*INSTRUCTIONS*
**A.** In the book review excerpt, how did Lenin once describe terrorists?
**B.** Render the rows as a two-column CSV with headers text and answer. Include only the part that opens with the line containing "bell in the photo above." and closes with the end of the rows, with one line per row and its text and answer each in a single quoted field, line breaks replaced by spaces.

== TEXT SEGMENT ==

Much of this is fanciful at best. Lenin once described terrorists as liberals with bombs, and it’s hard to escape the feeling that there’s a similar dynamic at work here. That Ministry relies on a terroristic Deus ex Machina, armed with an imaginary super-weapon, to provide the key engine of social change suggests a seriously flawed politics. And it’s not just the means of change that are fanciful, but the nature of the change itself. By the end of the book, the immediate climate catastrophe has been avoided, at least for now. But the world order has merely been re-jigged rather than overthrown, despite the waves of popular action that have swept the planet. The big banks and the big states remain the dominant actors on the world stage. KSR suggests that’s just the way it has to be:

“One scary thing, there has to still be money, or at least some exchange or allocation system that people trust, which means the already-existing central banks have to be part of it, which means the current nation-state system has to be part of it. Sorry but it’s true, and maybe obvious. Even if you are a degrowth devolutionist, an anarchist or a communist or a fan of world government, we only do the global in the current world order by way of the nation-state system. Or call it by way of the family of languages, if it makes you feel better….It is what we’ve got now, and in the crux, when things fall apart, something from the old system has to be used to hang the new system on, hopefully something big and solid. Without that it’s castles in the air time, and all will collapse into chaos. So yes: money, meaning central banks, meaning the nation-state system. It’s a social agreement, nothing more.”

kim stanley robinson

But of course, it isn’t just a social agreement. It’s a power relationship based on a specific organisation of the means of production – something we call capitalism! And the way that untrammelled capitalism underlies and underwrites the climate catastrophe itself is an issue that KSR cannot fully address given the limitations of his politics. Although mass action from below forms an important thread in the process of change that he describes, it’s very much secondary to the actions of the technocrats and the bankers. In the end, it’s those bankers – with a helpful nudge from the bureaucrats and the terrorists – who save the planet.

===
== MATERIAL PROVIDED ==

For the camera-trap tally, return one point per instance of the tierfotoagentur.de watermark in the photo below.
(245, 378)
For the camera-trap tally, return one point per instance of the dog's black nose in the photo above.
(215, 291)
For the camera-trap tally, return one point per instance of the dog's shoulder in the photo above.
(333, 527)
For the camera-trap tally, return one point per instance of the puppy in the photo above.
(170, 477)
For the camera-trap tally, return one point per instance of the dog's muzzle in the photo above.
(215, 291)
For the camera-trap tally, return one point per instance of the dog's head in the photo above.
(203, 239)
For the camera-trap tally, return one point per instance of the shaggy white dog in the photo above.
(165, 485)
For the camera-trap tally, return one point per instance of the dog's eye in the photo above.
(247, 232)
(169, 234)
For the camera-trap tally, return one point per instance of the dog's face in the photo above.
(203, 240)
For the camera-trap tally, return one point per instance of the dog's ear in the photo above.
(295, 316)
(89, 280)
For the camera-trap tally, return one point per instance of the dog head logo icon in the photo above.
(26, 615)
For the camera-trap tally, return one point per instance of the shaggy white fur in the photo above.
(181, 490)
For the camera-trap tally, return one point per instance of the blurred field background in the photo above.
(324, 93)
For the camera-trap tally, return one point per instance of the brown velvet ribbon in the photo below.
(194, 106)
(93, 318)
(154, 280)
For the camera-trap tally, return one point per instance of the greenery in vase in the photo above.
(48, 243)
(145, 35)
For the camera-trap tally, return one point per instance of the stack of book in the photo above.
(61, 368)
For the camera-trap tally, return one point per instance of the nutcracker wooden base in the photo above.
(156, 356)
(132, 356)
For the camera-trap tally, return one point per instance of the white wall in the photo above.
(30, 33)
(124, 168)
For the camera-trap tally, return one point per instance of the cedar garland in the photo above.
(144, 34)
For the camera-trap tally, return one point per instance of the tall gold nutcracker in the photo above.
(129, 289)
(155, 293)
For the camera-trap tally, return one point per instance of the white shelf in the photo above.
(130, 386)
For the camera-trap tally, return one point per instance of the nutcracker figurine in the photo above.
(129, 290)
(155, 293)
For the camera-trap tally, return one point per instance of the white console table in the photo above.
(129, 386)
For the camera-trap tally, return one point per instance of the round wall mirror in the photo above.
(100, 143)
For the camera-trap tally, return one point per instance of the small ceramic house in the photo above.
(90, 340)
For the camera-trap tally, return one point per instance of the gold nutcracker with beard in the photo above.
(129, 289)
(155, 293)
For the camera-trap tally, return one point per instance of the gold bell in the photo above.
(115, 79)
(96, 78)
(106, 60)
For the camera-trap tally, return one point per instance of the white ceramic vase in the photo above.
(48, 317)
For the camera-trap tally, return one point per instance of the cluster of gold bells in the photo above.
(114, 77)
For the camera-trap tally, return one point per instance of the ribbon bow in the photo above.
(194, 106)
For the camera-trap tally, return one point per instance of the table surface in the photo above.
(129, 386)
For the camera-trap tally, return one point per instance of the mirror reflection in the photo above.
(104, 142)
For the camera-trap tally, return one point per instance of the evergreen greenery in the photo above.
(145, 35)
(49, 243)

===

*THE REPLIES*
**A.** As liberals with bombs.

**B.**
text,answer
"For the camera-trap tally, return one point per instance of the gold bell in the photo above.","(115, 79) (96, 78) (106, 60)"
"For the camera-trap tally, return one point per instance of the white ceramic vase in the photo above.","(48, 317)"
"For the camera-trap tally, return one point per instance of the cluster of gold bells in the photo above.","(114, 77)"
"For the camera-trap tally, return one point per instance of the ribbon bow in the photo above.","(194, 106)"
"For the camera-trap tally, return one point per instance of the table surface in the photo above.","(129, 386)"
"For the camera-trap tally, return one point per instance of the mirror reflection in the photo above.","(104, 142)"
"For the camera-trap tally, return one point per instance of the evergreen greenery in the photo above.","(145, 35) (49, 243)"